[Data supplied Boundary: Start]

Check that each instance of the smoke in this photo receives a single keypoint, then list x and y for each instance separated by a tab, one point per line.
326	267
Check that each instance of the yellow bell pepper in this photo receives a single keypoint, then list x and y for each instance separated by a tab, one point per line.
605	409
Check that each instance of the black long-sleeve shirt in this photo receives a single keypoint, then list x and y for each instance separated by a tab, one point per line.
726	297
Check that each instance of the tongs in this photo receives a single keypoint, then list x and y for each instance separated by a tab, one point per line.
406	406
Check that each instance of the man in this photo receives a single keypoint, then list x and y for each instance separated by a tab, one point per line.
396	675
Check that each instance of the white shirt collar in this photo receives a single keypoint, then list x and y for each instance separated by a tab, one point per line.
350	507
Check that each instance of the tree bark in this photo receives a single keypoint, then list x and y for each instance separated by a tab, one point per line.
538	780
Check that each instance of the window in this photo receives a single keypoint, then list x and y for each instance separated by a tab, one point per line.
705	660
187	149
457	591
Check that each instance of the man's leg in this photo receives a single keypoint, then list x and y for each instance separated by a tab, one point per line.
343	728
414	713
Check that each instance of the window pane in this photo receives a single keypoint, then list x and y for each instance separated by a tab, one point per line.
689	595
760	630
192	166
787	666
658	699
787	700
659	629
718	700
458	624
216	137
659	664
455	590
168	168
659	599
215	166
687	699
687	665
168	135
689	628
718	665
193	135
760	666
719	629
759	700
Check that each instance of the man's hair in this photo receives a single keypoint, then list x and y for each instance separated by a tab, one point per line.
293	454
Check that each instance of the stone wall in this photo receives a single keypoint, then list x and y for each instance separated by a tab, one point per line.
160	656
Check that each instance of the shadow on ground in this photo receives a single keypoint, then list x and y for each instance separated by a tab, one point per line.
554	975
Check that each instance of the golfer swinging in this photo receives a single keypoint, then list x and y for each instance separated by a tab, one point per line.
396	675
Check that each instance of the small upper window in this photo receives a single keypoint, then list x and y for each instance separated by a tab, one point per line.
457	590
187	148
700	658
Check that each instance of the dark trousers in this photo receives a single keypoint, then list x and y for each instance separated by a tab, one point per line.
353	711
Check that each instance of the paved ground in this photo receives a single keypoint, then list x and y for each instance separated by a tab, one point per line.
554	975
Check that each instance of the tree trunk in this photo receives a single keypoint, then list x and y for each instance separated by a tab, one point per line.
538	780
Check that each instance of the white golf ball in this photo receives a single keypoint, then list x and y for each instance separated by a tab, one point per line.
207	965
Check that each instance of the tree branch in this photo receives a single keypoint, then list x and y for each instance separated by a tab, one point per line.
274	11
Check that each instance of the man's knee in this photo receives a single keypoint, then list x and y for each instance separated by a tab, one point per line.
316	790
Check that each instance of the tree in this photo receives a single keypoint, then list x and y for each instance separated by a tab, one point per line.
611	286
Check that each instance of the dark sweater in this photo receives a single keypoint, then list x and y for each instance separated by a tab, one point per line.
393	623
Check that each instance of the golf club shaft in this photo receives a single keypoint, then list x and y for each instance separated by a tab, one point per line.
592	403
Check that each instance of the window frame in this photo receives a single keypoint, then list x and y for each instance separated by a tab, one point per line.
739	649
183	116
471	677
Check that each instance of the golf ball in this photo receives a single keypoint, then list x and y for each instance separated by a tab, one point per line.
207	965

[Data supplied Boundary: End]

> _Goal of the exercise_:
Output the records exactly, including every line.

> _Answer for this exercise_:
Check that each instance of the smoke in this photo receives a single keypoint, then list x and y for each instance separated by a tab, one point per line.
326	267
Check that each instance of the yellow bell pepper in this photo receives a single keypoint, then list x and y for each instance separated by a tab, one point per line.
605	409
Check that each instance of the black long-sleeve shirt in this photo receives a single keypoint, then list x and y for each instance separated by a tab, one point per line.
726	297
Check that each instance of the tongs in this photo receives a single keypoint, then list x and y for each instance separated by a tab, one point per line.
406	406
Check that each instance of the man in this photo receives a single keypoint, then list x and y for each instance separated by a tab, one point per line.
396	675
Check that each instance of the white shirt collar in this photo receives a single keypoint, then list x and y for each instance separated by a tab, one point per line.
350	507
Check that each instance of the tree bark in this photo receives a single keypoint, then list x and y for each instance separated by a tab, one point per line.
538	780
Check that each instance of the window in this photo receives a single keypoint, then list x and y for each instance separated by a tab, one point per line.
705	660
187	149
457	591
Check that each instance of the man's leg in this photo receives a single keypoint, then list x and y for each instance separated by a tab, one point per line.
343	728
414	713
Check that each instance of the window pane in this photo receives a single keypoint, then list x and y for each instance separated by a tab, one point per line.
689	595
760	630
192	166
787	666
658	699
787	700
659	629
718	700
458	624
216	137
659	664
455	590
168	168
659	599
215	166
687	699
687	665
168	135
689	628
718	665
193	135
760	666
719	629
759	700
Check that each instance of the man's hair in this photo receives a single keypoint, then list x and y for each instance separated by a tab, one point per line.
293	454
Check that each instance of the stone wall in this photo receives a single keypoint, then list x and y for each instance separated by a tab, one point per line.
160	656
Check that each instance of the shadow on ground in this photo receives a single keypoint, then list x and y for each instance separated by a tab, one point per line.
554	975
Check that each instance of the golfer swinging in this photo receives a single keypoint, then list x and y for each instance separated by a tab, one point per line.
396	675
Check that each instance of the small upper window in this photo receives a single keypoint, then list x and y for each instance separated by a tab, one point per line.
457	590
187	148
700	658
Check that each instance of the dark trousers in this photo receives a single keypoint, then list x and y for each instance separated by a tab, one point per line.
353	711
Check that each instance of the paved ground in this photo receives a single keypoint, then list x and y for each instance separated by a tab, one point per line.
554	975
Check that each instance of the tree trunk in this photo receives a single keypoint, then list x and y for each instance separated by a tab, one point per line.
538	780
Check that each instance of the white golf ball in this photo receives a single keypoint, then list x and y for each instance separated by a tab, one point per line.
207	965
Check that each instance of the tree branch in this photo receives a single keypoint, then list x and y for each instance separated by a tab, one point per line.
274	11
Check that each instance of the man's knee in this photo receives a single keypoint, then list x and y for each instance separated by a tab, one point per line.
316	790
Check that each instance of the tree in this photo receives a single keypoint, then list x and y for each instance separated by a tab, one point per line.
611	286
Check that each instance of the dark sweater in this photo receives a single keypoint, then list x and y for each instance separated by a tab, one point per line.
393	623
Check that each instance of the golf club shaft in this photo receives a single keypoint, then list x and y for each instance separated by a tab, one point per line.
592	403
Check that each instance of the window frame in this photo receives a single keypoint, then list x and y for each instance separated by a tab, one point per line.
739	649
183	116
471	677
Check that each instance of the golf ball in this photo receives a single keypoint, then list x and y for each instance separated by a tab, one point per line.
207	965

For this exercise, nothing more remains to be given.